[[ Task inputs, beginning ]]
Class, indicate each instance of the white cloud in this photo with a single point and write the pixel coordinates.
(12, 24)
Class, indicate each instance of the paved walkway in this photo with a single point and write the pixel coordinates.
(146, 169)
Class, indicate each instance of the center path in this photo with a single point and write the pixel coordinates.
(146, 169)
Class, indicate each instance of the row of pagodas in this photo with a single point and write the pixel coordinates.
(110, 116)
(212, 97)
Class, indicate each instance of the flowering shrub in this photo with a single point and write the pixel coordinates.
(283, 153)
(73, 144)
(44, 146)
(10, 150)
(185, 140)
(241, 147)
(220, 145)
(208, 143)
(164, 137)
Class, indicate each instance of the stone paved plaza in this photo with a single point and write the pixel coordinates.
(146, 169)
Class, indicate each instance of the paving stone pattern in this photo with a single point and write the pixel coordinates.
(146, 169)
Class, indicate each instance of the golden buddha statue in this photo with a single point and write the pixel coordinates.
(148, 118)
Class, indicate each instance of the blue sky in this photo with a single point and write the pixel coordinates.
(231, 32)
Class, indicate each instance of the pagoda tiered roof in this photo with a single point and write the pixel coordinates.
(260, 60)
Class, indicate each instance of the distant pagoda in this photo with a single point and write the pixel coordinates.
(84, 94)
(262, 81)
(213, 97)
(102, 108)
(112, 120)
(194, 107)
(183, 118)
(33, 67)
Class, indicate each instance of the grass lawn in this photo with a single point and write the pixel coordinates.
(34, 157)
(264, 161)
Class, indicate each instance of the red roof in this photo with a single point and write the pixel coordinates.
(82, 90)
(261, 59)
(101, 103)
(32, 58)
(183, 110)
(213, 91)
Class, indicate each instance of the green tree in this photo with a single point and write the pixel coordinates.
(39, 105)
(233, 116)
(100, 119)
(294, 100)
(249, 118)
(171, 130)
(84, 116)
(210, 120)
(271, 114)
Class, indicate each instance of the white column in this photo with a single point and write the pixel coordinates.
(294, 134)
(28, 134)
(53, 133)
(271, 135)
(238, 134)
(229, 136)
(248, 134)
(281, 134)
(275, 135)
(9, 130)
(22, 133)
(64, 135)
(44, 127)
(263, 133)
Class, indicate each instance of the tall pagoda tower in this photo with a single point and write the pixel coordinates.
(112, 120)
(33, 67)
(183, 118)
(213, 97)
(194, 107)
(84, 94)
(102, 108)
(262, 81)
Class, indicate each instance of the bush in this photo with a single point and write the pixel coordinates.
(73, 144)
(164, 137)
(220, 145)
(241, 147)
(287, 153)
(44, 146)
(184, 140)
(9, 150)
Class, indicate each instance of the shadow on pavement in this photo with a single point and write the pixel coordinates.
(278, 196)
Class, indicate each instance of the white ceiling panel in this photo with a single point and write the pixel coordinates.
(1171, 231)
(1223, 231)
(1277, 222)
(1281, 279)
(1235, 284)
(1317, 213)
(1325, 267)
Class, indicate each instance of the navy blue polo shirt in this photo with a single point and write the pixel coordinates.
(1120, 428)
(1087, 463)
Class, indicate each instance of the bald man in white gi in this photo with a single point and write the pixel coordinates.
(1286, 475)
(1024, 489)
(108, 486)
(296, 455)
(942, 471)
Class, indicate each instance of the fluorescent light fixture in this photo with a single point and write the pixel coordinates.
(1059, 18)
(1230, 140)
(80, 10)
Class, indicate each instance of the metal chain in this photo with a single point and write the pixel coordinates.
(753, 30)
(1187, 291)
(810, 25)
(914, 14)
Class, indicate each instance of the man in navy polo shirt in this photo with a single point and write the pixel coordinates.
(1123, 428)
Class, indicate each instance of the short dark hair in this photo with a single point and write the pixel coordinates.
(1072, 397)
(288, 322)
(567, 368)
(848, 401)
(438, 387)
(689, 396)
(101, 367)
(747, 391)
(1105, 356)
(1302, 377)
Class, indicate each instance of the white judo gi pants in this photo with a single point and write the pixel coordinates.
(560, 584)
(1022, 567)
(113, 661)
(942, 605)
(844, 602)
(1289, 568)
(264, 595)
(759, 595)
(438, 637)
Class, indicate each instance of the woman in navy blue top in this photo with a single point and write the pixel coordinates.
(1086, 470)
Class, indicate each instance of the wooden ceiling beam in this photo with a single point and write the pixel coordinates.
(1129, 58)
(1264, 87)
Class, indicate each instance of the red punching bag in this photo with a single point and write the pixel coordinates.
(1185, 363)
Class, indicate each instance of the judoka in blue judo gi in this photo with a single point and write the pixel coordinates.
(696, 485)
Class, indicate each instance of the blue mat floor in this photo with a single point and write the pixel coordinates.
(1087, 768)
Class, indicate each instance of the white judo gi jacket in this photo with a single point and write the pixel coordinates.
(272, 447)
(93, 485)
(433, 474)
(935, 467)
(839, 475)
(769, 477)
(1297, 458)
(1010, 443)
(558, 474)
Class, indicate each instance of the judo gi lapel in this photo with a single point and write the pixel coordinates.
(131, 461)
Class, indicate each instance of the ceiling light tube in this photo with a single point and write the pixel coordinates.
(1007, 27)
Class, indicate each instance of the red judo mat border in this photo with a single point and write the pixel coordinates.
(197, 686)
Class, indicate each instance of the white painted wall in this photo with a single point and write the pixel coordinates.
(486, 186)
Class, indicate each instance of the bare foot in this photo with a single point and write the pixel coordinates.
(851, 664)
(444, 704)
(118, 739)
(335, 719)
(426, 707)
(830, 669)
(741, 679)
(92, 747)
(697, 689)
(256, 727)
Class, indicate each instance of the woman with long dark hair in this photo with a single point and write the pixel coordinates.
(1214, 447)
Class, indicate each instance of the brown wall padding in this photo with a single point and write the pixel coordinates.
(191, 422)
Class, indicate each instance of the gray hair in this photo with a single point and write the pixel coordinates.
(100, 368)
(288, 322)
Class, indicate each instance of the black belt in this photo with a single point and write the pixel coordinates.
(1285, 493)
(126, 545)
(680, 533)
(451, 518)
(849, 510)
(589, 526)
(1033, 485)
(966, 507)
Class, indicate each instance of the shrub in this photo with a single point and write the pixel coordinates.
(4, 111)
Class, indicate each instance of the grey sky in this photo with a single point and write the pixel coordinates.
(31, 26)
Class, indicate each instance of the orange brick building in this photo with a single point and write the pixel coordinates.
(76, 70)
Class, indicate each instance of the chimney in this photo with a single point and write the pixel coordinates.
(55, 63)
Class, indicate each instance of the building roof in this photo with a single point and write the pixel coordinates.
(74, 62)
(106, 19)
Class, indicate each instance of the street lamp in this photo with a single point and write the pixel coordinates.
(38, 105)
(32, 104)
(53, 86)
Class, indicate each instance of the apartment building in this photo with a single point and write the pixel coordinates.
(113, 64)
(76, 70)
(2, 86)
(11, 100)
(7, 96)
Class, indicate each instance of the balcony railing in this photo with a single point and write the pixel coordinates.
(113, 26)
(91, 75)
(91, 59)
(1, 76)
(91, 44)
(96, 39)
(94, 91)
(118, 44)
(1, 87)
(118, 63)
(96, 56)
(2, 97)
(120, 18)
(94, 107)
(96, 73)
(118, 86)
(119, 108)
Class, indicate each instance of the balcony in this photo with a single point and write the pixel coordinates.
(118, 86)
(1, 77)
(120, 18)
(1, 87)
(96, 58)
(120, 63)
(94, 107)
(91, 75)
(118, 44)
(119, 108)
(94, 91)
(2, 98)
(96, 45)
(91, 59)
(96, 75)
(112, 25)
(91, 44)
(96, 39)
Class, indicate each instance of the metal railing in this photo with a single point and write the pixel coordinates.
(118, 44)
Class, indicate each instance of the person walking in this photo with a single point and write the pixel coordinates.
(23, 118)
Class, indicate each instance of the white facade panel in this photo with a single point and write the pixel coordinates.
[[ Task inputs, end ]]
• Exercise prompt
Please return every line of the data, unaltered.

• Solution
Class, indicate each instance of the white cloud in this photo with a single point and write the pixel coordinates.
(12, 24)
Class, indicate each instance of the paved walkway in this photo with a single point and write the pixel coordinates.
(146, 169)
Class, indicate each instance of the center path in this photo with a single point and write the pixel coordinates.
(146, 169)
Class, indicate each instance of the row of pagodas in this photo with a single point and write the pixel coordinates.
(110, 116)
(212, 97)
Class, indicate each instance of the flowering shrub in this photo with a single point and write the pixel coordinates.
(283, 153)
(73, 144)
(44, 146)
(10, 150)
(185, 140)
(241, 147)
(220, 145)
(208, 143)
(164, 137)
Class, indicate each instance of the stone paved plaza in this photo with a single point and write the pixel coordinates.
(146, 169)
Class, indicate each instance of the paving stone pattern in this photo with a single point and write the pixel coordinates.
(146, 169)
Class, indicate each instance of the golden buddha statue in this photo with a single point and write the pixel coordinates.
(148, 118)
Class, indicate each instance of the blue sky in this photo with a single point and write the pixel coordinates.
(231, 32)
Class, indicate each instance of the pagoda tiered roof in this photo with a single point and write the pixel coordinates.
(260, 60)
Class, indicate each instance of the distant pagoda in this photo with a single point and write the pixel coordinates.
(84, 94)
(262, 81)
(213, 97)
(102, 108)
(112, 120)
(194, 107)
(183, 118)
(33, 67)
Class, indicate each instance of the grass lawn in this photo with a single point and write the pixel coordinates.
(34, 157)
(264, 161)
Class, indicate each instance of the red roof in this photo with a single point and write the pixel coordinates.
(82, 90)
(261, 59)
(101, 103)
(32, 58)
(183, 110)
(213, 91)
Class, indicate each instance of the green tree in this photo with a single point and write the pixel coordinates.
(39, 105)
(233, 116)
(100, 119)
(294, 100)
(249, 118)
(171, 130)
(84, 116)
(210, 120)
(271, 114)
Class, indicate each instance of the white column in this photo with a single point and write the pixel coordinates.
(294, 134)
(28, 134)
(53, 133)
(271, 135)
(238, 134)
(229, 136)
(248, 134)
(281, 134)
(275, 135)
(9, 130)
(22, 133)
(64, 135)
(44, 127)
(263, 133)
Class, indicate each instance of the tall pagoda tower in this photo with a single point and write the pixel coordinates.
(112, 120)
(33, 67)
(183, 118)
(213, 97)
(194, 107)
(84, 94)
(102, 108)
(262, 81)
Class, indicate each instance of the bush in this photo with a single point and write the pixel coordinates.
(73, 144)
(164, 137)
(220, 145)
(241, 147)
(287, 153)
(44, 146)
(184, 140)
(9, 150)
Class, indicate each instance of the shadow on pavement in this photo with a single point and write the pixel coordinates.
(278, 196)
Class, indicate each instance of the white ceiling panel in this photo with a single point and write the pixel coordinates.
(1171, 231)
(1223, 231)
(1277, 222)
(1281, 279)
(1235, 284)
(1317, 213)
(1325, 267)
Class, indicate each instance of the navy blue polo shirt in this photo with a single point and write the pixel coordinates.
(1120, 428)
(1087, 463)
Class, indicate each instance of the bald man in white gi in this photo with a single point and write the pixel coordinates.
(1286, 475)
(1024, 489)
(108, 486)
(296, 455)
(942, 471)
Class, indicate each instance of the fluorescent light fixture in this photo with a single point and write the pixel coordinates.
(1059, 18)
(1230, 140)
(80, 10)
Class, indicate each instance of the metal chain in this photo with a single point and write the pixel coordinates.
(753, 30)
(1187, 291)
(810, 25)
(914, 14)
Class, indicate each instance of the man in navy polo shirt in this photo with a single point and write the pixel coordinates.
(1123, 428)
Class, indicate each instance of the short dark hair in this photo with a single point and write the pixel coordinates.
(1072, 397)
(288, 322)
(567, 368)
(848, 401)
(438, 387)
(689, 396)
(101, 367)
(747, 391)
(1105, 356)
(1302, 377)
Class, indicate each instance of the white judo gi pants in this photo with a single point and write the pixel coordinates.
(560, 584)
(1022, 567)
(113, 661)
(942, 605)
(844, 602)
(1289, 568)
(264, 595)
(759, 595)
(438, 637)
Class, indicate each instance of the woman in navy blue top in this photo with a single point and write the pixel coordinates.
(1086, 470)
Class, indicate each instance of the wooden ceiling beam in this photo with a single point and write the pixel coordinates.
(1129, 58)
(1264, 87)
Class, indicate each instance of the red punching bag in this photo with a single point and write the pixel coordinates.
(1185, 363)
Class, indicate each instance of the judoka in blue judo gi in this photo with a single point and write the pixel coordinates.
(696, 485)
Class, indicate each instance of the blue mat floor in this photo with a single point and write the pixel coordinates.
(1087, 768)
Class, indicate each instance of the white judo gi jacket in this photo with a single point and write the pixel coordinates.
(272, 447)
(93, 485)
(433, 474)
(935, 467)
(839, 475)
(769, 477)
(1297, 458)
(1010, 443)
(558, 474)
Class, indicate each instance of the judo gi lapel in this photo with a single point and write the pixel coordinates.
(131, 461)
Class, indicate each instance of the ceiling light tube in this photo with a single point and write the pixel coordinates.
(1007, 27)
Class, indicate each instance of the red judo mat border in this photo with a single point and write the pixel coordinates.
(197, 686)
Class, indicate each instance of the white painted wall in this photo with a single point and write the pixel coordinates.
(486, 186)
Class, indicate each instance of the bare foot in this photo with a single point and write the pixel coordinates.
(851, 664)
(444, 704)
(118, 739)
(335, 719)
(426, 707)
(830, 669)
(741, 679)
(92, 747)
(697, 689)
(256, 727)
Class, indicate each instance of the woman with long dark hair in this photo with a single point and write the pixel coordinates.
(1214, 447)
Class, indicate each instance of the brown wall padding in this photo with a single point and write the pixel coordinates.
(191, 422)
Class, indicate each instance of the gray hair in this photo with a single point and write the pixel coordinates.
(100, 368)
(288, 322)
Class, indicate each instance of the black belt in this photo with a single point and write the pixel coordinates.
(1285, 493)
(126, 545)
(680, 533)
(451, 518)
(849, 510)
(589, 526)
(1033, 485)
(966, 507)
Class, indicate each instance of the shrub in this photo with a single point and write the pixel coordinates.
(4, 111)
Class, indicate each instance of the grey sky in this photo with a single point and write the pixel coordinates.
(31, 26)
Class, indicate each instance of the orange brick building in this photo with a single point and write the pixel coordinates.
(76, 70)
Class, indicate each instance of the chimney in this photo with a single point and write the pixel coordinates.
(55, 63)
Class, indicate each instance of the building roof in this photo with a single point and write the pixel coordinates.
(74, 62)
(106, 19)
Class, indicate each instance of the street lamp in this photo with a single point and write the pixel coordinates.
(38, 105)
(32, 104)
(53, 86)
Class, indicate each instance of the apartment building in this photo with a single point and write the pixel coordinates.
(113, 64)
(76, 70)
(2, 86)
(11, 100)
(7, 96)
Class, indicate each instance of the balcony railing in this photo with a single point and write the pixel coordinates.
(113, 26)
(91, 75)
(91, 59)
(1, 76)
(91, 44)
(96, 39)
(94, 91)
(118, 44)
(1, 87)
(118, 63)
(96, 56)
(2, 97)
(120, 18)
(94, 107)
(96, 73)
(118, 86)
(119, 108)
Class, indicate each instance of the balcony in this photo with a single point and write the pixel coordinates.
(118, 86)
(1, 77)
(120, 18)
(1, 87)
(96, 58)
(120, 63)
(94, 107)
(91, 75)
(118, 44)
(119, 108)
(94, 91)
(2, 98)
(96, 45)
(91, 59)
(96, 75)
(112, 25)
(91, 44)
(96, 39)
Class, indicate each instance of the metal railing in this photo with a single point and write the pixel coordinates.
(118, 44)
Class, indicate each instance of the person walking in this photo with a single point and write the pixel coordinates.
(23, 118)
Class, indicate each instance of the white facade panel in this photo with a single point and write the pixel coordinates.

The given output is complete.